Exercise requirements >> Leave out the pictures and repeat the entries below verbatim.

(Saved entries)
--

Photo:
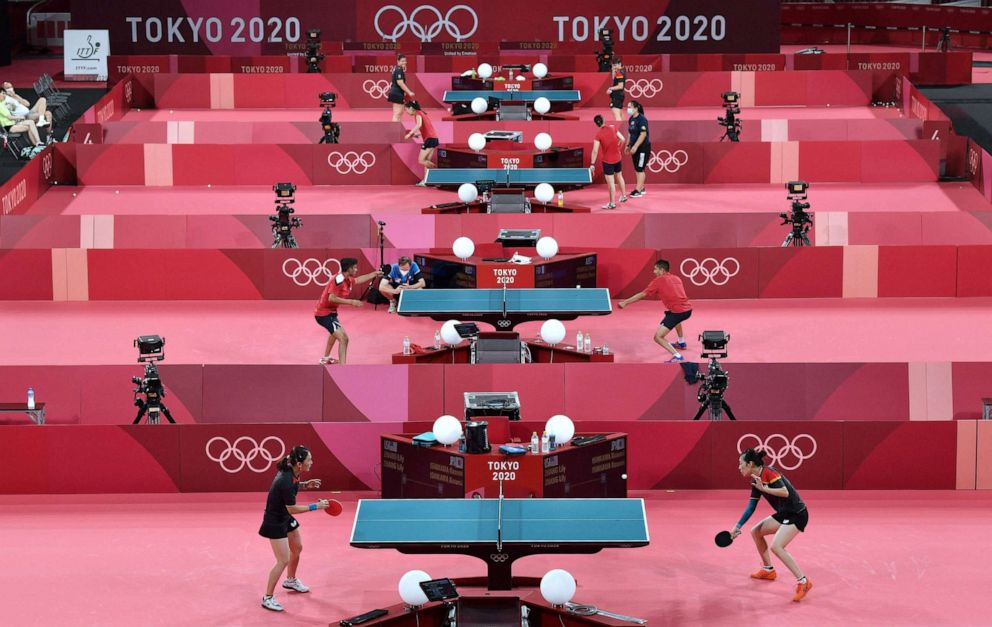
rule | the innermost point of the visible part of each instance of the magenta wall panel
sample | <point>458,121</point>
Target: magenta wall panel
<point>241,393</point>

--

Response to this task >>
Photo:
rule | the innermost point of the visible part of each instance of the magenta wall panel
sample | <point>458,121</point>
Target: magenta wall panel
<point>241,393</point>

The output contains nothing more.